**EXERCISE**
Rewrite the entries from the line containing "point: the green foliage, a" through the end of the entries, substituting "pond" for "water" and changing nothing else. Leave the pictures out of your answer.

[Data records]
· · · ·

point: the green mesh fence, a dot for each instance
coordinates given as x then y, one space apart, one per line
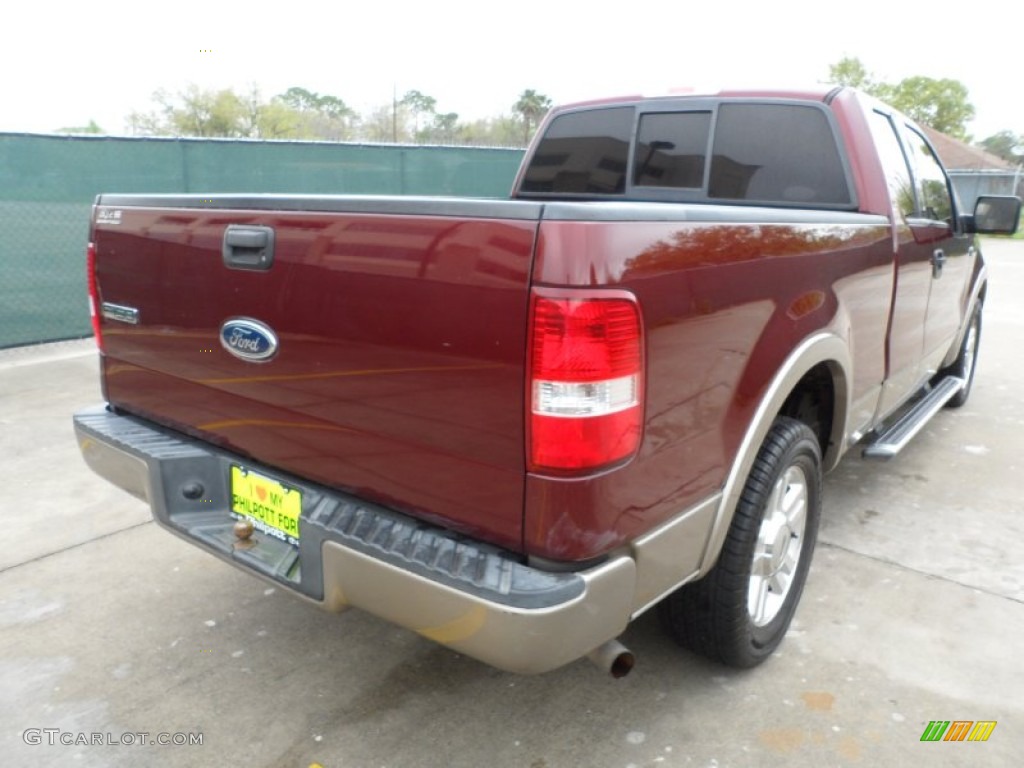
47 184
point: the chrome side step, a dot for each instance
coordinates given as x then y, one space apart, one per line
886 444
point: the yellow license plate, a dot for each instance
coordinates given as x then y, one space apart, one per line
271 507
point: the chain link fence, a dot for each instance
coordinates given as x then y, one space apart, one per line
47 184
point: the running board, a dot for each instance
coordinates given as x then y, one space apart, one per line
886 444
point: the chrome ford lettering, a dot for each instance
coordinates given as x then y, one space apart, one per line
248 339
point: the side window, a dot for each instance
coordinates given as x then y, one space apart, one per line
894 164
583 153
934 201
671 150
776 153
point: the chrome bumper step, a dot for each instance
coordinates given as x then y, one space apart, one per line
886 444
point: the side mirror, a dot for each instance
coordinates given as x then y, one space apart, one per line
994 214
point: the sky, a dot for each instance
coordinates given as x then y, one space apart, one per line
64 64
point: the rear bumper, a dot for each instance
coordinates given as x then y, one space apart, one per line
474 598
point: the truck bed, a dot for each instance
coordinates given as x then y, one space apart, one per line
401 336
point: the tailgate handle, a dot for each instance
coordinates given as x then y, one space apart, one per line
248 247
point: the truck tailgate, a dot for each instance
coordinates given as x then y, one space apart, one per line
400 330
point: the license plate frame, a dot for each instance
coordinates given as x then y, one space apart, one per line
272 507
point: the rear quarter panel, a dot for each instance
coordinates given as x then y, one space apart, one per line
724 303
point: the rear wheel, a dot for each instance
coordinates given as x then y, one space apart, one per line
740 610
964 366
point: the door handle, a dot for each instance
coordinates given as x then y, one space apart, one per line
248 247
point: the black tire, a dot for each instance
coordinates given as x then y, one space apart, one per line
733 615
967 360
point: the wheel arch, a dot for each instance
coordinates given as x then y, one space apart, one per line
819 367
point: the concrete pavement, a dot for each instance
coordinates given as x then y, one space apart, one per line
913 612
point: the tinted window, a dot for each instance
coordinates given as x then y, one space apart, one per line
933 193
671 150
583 153
776 153
894 164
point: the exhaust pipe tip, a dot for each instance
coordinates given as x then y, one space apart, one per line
613 657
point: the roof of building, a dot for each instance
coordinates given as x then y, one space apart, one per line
957 156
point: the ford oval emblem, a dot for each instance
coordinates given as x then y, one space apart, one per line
248 339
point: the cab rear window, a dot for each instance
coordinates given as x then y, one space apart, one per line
756 153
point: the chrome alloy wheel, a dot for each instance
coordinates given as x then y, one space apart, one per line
776 553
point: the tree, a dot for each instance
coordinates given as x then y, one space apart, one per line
321 116
419 105
850 71
530 108
943 104
1006 144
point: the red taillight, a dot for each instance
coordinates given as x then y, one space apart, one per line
90 261
586 380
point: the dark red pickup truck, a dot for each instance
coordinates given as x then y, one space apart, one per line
513 426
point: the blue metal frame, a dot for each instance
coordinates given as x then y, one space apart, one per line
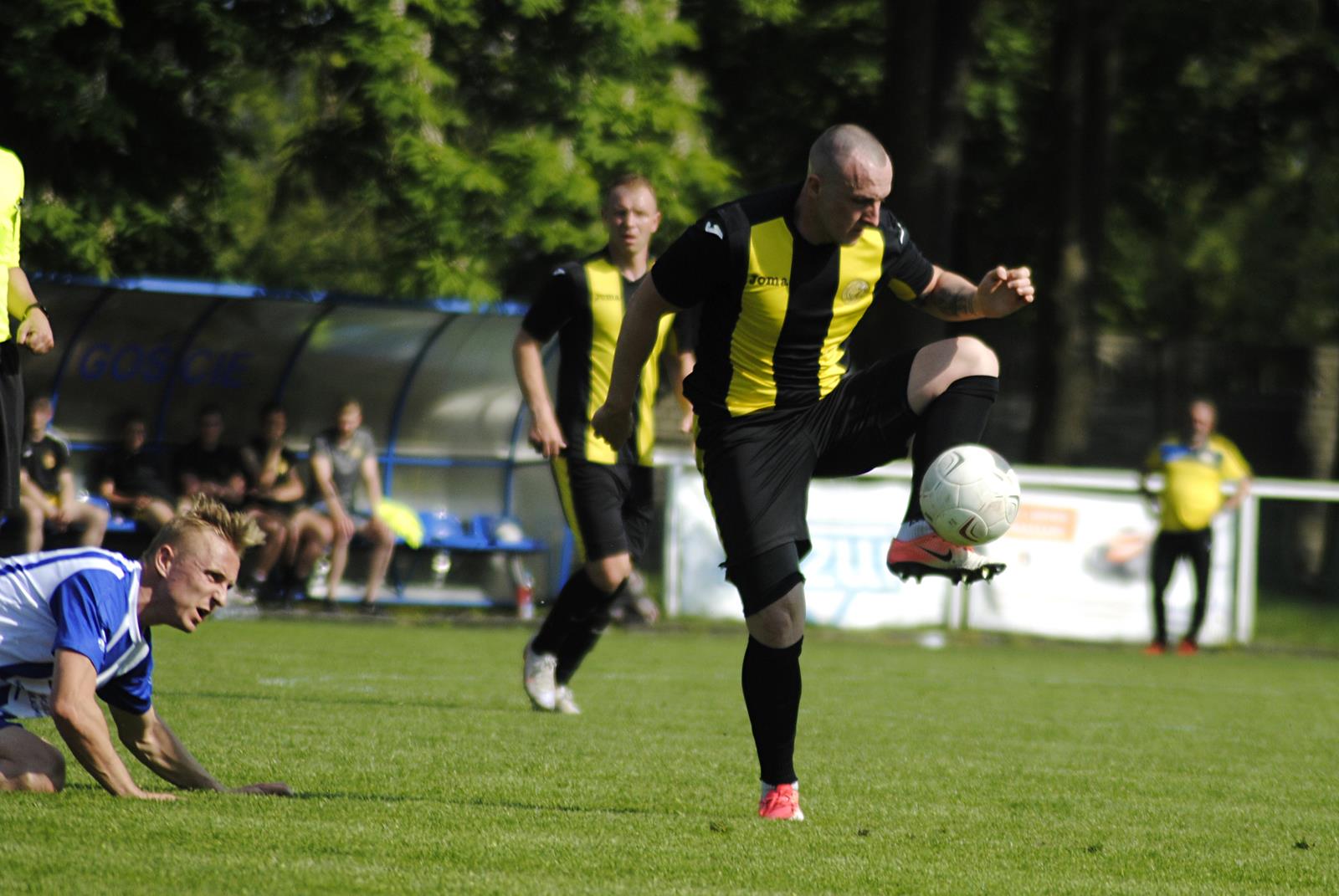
402 399
174 371
291 365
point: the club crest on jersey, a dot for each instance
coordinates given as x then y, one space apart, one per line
854 291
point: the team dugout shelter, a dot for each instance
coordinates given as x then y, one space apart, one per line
434 379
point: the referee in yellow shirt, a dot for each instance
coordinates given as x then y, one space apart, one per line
1193 465
33 330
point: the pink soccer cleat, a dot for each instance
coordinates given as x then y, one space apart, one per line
781 802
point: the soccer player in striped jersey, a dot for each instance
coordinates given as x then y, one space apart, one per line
33 330
74 627
606 493
782 279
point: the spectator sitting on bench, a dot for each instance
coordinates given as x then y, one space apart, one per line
274 490
131 481
341 458
47 486
208 466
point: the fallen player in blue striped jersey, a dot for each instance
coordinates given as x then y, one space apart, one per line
74 627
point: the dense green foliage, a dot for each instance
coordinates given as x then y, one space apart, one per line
457 146
975 769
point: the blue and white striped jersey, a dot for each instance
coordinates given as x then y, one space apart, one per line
80 599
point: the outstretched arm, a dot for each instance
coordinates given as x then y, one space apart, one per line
157 746
546 434
74 709
1001 292
640 327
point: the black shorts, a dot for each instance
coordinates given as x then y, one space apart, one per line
11 423
757 469
607 505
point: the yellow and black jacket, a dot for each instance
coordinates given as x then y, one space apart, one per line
776 310
582 303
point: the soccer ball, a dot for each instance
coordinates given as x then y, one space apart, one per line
970 494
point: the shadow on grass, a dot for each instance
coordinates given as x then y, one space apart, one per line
335 701
535 806
354 797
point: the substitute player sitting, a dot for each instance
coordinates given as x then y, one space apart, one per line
74 626
782 279
47 486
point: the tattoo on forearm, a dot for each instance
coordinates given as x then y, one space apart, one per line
948 300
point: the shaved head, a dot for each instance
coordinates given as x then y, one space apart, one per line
841 145
849 177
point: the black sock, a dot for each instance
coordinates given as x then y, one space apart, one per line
772 693
584 632
576 599
957 417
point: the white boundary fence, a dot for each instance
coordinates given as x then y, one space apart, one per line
1077 559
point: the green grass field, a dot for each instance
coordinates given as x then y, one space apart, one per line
974 769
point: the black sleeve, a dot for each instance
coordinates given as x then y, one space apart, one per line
907 272
696 265
686 330
553 305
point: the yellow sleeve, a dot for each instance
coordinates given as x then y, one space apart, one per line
1153 461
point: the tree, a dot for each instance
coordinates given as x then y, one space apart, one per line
120 114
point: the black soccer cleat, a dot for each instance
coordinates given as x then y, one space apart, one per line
930 555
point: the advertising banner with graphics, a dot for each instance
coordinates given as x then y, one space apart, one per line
1077 566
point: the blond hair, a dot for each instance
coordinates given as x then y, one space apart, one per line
208 515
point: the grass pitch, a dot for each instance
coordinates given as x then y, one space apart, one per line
974 769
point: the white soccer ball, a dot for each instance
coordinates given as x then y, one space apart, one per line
970 494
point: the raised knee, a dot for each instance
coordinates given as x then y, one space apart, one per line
975 358
50 780
609 573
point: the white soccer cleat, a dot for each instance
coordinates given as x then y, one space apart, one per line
566 704
539 679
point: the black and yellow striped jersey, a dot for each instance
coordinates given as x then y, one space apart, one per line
776 310
582 303
1193 477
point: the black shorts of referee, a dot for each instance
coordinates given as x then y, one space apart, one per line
757 470
607 506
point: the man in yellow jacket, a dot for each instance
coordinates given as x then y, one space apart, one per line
1193 466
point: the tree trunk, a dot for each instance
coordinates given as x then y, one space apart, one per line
927 59
1084 60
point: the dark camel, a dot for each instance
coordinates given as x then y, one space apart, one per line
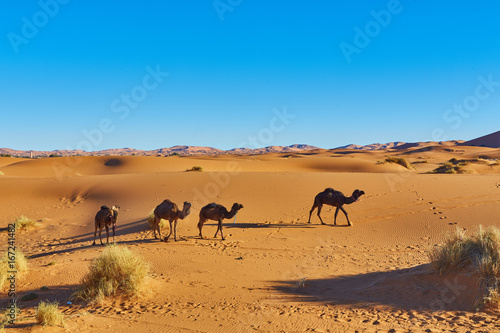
168 210
104 218
336 199
217 212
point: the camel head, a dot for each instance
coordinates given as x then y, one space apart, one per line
357 194
185 210
236 207
114 210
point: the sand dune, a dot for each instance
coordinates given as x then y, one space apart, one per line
275 272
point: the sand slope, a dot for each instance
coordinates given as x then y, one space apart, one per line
275 272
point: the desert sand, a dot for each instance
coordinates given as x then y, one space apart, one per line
274 272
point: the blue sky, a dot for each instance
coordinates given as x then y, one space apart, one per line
419 72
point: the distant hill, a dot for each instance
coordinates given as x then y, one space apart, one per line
491 140
400 145
176 150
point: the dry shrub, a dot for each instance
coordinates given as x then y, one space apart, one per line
116 271
20 262
479 252
48 314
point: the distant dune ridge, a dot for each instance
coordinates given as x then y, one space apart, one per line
490 140
175 150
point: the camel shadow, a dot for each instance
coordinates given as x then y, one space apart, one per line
416 288
266 225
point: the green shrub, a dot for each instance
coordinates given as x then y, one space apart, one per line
116 271
480 252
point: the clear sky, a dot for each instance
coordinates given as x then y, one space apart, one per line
92 74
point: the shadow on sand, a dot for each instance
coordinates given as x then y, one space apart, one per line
415 288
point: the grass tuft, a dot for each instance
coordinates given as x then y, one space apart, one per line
116 271
196 168
7 316
480 252
401 161
48 314
21 266
25 223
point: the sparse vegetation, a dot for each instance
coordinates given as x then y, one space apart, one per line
116 271
479 252
21 265
48 314
25 223
7 315
401 161
29 297
196 168
151 220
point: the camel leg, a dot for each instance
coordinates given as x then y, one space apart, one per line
348 222
159 231
170 232
175 230
155 226
220 227
310 212
200 225
100 238
95 234
107 234
319 212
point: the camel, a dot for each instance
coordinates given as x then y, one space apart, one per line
104 218
217 212
336 199
168 210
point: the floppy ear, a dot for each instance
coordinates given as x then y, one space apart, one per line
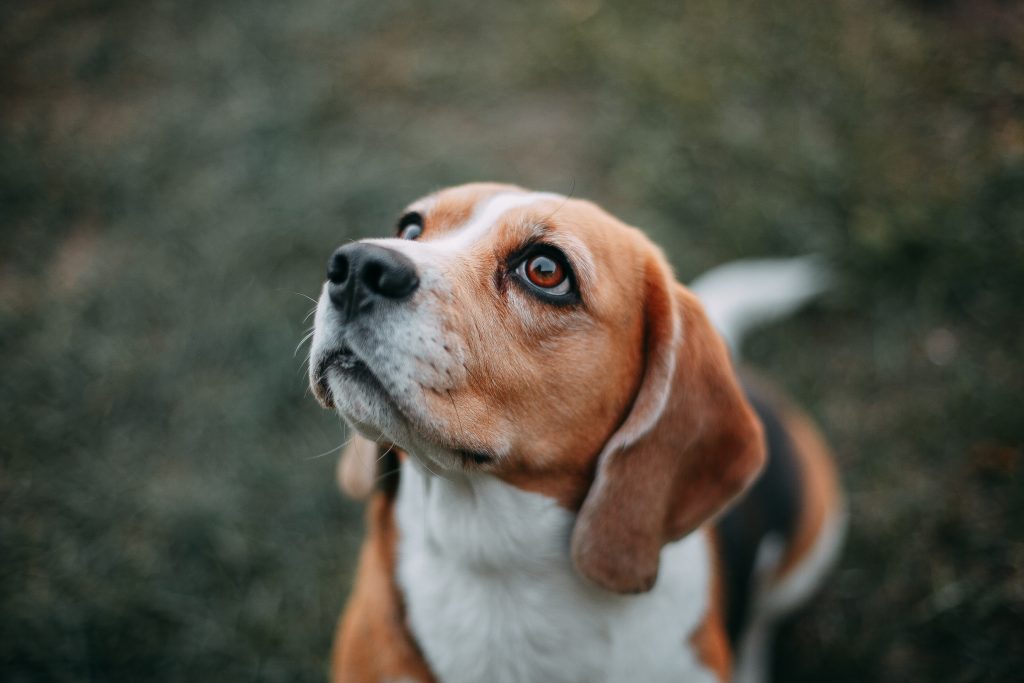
357 467
689 445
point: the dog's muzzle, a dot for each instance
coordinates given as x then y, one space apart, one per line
360 275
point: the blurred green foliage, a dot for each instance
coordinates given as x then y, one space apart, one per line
174 174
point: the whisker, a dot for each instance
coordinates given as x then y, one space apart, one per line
327 453
304 340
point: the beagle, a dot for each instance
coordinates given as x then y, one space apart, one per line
567 480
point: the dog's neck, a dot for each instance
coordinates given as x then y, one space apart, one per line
492 594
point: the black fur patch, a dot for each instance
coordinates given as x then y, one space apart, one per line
771 506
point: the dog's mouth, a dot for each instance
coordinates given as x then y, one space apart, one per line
344 360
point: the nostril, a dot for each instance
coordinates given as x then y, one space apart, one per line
373 273
337 268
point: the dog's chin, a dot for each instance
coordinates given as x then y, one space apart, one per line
347 384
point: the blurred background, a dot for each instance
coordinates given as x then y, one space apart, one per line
173 176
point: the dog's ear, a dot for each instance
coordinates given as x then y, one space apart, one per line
357 467
689 445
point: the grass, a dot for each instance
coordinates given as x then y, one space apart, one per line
174 175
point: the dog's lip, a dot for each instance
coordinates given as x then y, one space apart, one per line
345 359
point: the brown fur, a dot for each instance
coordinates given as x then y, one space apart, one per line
373 643
641 426
710 639
820 489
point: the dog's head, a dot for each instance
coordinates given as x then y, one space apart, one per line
539 339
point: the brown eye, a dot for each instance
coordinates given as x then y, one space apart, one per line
411 225
546 272
411 231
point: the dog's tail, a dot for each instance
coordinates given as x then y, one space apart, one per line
743 295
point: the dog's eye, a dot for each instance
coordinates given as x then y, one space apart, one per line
411 225
546 271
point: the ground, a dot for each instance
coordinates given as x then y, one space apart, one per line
173 176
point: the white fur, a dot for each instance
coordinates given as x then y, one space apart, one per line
741 295
485 216
774 600
492 595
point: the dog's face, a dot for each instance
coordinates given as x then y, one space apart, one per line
539 339
518 348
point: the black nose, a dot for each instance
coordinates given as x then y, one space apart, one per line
360 274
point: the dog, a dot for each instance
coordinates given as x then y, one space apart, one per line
567 478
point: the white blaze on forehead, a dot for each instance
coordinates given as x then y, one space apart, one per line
487 213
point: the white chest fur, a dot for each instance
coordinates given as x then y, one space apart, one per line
492 594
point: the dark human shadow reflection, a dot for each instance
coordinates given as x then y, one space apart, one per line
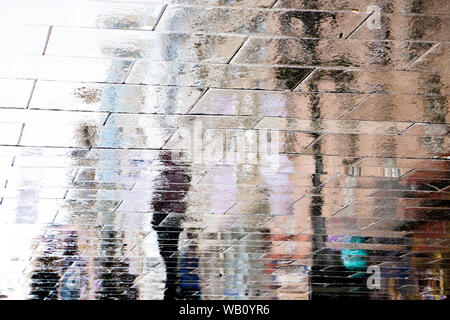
169 209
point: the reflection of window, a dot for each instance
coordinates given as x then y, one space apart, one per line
354 171
392 172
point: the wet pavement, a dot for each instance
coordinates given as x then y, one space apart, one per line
224 149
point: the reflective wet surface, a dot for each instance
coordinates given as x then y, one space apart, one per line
224 149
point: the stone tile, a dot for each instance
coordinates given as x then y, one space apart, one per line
215 75
386 6
377 82
283 104
62 68
294 23
114 98
103 43
331 53
15 93
93 14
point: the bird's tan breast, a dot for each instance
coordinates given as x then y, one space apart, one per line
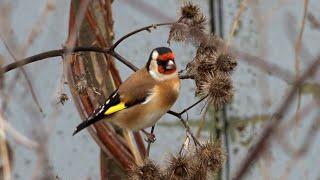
144 115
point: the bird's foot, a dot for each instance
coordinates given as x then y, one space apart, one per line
151 138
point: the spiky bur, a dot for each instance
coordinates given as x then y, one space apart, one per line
179 167
210 157
206 56
147 171
190 10
190 26
226 63
218 88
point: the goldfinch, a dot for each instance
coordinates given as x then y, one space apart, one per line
144 97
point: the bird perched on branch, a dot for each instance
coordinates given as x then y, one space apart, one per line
144 97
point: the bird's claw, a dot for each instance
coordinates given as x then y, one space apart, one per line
151 138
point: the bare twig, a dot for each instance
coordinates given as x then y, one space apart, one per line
261 146
149 142
4 152
236 21
297 54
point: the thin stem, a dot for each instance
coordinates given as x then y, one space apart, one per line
149 143
122 59
146 28
193 105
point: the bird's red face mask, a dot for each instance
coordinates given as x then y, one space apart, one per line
166 64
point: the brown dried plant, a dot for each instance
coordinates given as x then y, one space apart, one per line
212 65
147 171
179 167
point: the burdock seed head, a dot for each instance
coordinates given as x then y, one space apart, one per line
226 63
211 157
147 171
179 168
218 87
190 10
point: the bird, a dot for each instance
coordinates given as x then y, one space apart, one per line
144 97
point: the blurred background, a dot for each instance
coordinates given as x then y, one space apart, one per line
266 29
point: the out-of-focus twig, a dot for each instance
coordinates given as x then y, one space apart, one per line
315 23
4 151
297 54
261 146
236 20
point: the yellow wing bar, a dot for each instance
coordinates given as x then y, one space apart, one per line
115 108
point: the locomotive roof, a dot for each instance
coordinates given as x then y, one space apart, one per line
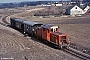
32 23
17 19
49 26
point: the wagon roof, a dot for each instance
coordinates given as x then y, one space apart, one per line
20 20
32 23
49 26
17 19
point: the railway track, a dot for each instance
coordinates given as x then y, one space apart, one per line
4 22
77 53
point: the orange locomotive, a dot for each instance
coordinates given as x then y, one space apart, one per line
51 34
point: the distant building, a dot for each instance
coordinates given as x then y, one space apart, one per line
76 10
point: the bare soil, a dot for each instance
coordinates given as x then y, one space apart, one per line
14 45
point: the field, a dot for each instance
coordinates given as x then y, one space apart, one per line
14 45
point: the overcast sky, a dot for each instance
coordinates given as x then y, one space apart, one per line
8 1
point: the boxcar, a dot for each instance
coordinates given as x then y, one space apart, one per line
30 27
17 23
12 22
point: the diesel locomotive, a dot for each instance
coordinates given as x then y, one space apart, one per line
46 32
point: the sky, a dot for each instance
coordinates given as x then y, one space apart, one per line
9 1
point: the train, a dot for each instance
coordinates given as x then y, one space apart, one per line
45 32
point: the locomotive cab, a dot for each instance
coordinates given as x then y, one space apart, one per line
60 39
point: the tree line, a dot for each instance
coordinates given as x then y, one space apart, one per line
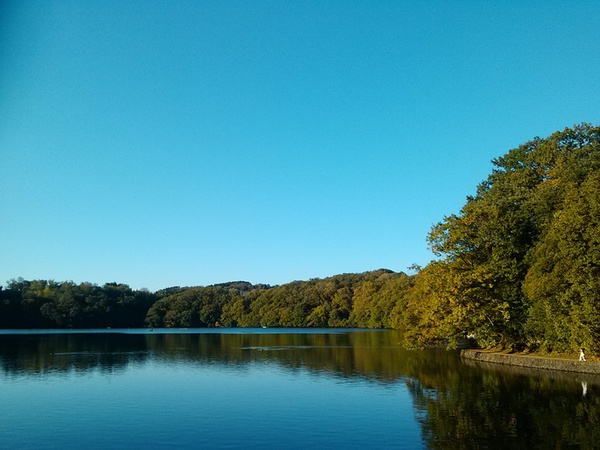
367 300
518 266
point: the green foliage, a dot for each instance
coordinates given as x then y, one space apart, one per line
519 263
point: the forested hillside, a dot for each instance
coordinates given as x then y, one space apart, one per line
370 300
518 265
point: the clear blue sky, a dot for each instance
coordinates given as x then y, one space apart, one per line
161 143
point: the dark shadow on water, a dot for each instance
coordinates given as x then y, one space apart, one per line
458 405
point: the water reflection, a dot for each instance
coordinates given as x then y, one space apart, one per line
457 404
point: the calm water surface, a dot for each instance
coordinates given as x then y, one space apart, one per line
276 388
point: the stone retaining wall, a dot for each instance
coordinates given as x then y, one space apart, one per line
534 362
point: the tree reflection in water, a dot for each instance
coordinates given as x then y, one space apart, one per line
458 404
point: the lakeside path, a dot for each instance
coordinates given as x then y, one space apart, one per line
534 362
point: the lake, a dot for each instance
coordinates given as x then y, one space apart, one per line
277 388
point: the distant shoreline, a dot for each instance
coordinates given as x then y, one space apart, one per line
529 361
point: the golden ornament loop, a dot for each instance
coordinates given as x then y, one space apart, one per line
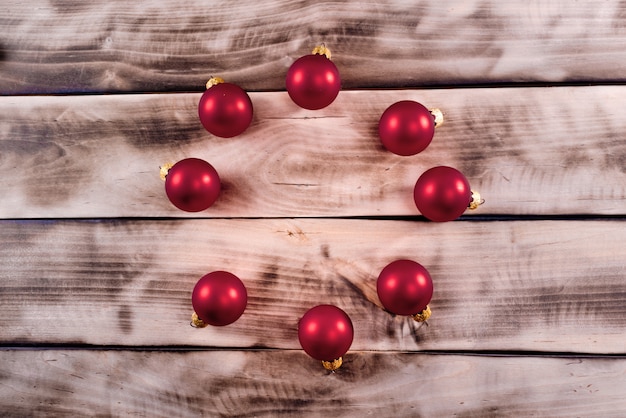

· · · ·

**OUTPUT**
point: the green foliage, a dot for each instance
coordinates given as x then y, one space apart, one per line
519 263
point: the forested hillside, a dot for each instance
coordinates given as x then y, one space apart, one per line
370 300
518 265
point: the clear blue sky, a dot for each instance
coordinates given as x then y, one space apart, one per line
161 143
point: the dark shadow on pond, a dot for each instance
coordinates given as x then y, one space apart, one per line
458 405
point: the pond reflection, a dot for each instance
coordinates given as x then y, one space apart, one per line
457 404
point: the calm pond surface, a dot for each instance
coordinates given as x then y, one space apart, one per line
276 388
point: the stone retaining wall, a dot for each instance
coordinates given as x then y, one space apart, one per line
534 362
point: the tree reflection in pond, a dot for each instance
coordinates given as x then y, one space apart, one per line
458 404
point: the lakeside path, a dot for each instance
coordinates given as x then y, one space apart, one per line
534 362
point: the lake, a dot for each instance
coordinates given as x then y, one space apart, one per line
277 388
point: the distant shoreline, a dot for each instance
coordinates given as x then y, one space apart, one per line
529 361
point: the golden ornament loop, a dot for each instance
coordinates given as x then y, one space apart, one per line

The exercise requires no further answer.